TASK BRIEF
Render every one of the records below as a Markdown table with two columns, Row and Text, giving each line its own numbered row and leaving out blank lines.

DATA ENTRIES
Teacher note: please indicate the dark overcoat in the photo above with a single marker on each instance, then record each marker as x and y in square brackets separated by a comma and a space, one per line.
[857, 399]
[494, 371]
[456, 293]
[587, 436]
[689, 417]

SOLUTION TO THIS PROBLEM
| Row | Text |
|---|---|
| 1 | Teacher note: please indicate the dark overcoat in the photo above with a single marker on each instance, then record each marker as x and y in square brackets separated by a comma and a space, one per line. |
| 2 | [857, 399] |
| 3 | [494, 371] |
| 4 | [456, 293] |
| 5 | [587, 436] |
| 6 | [689, 417] |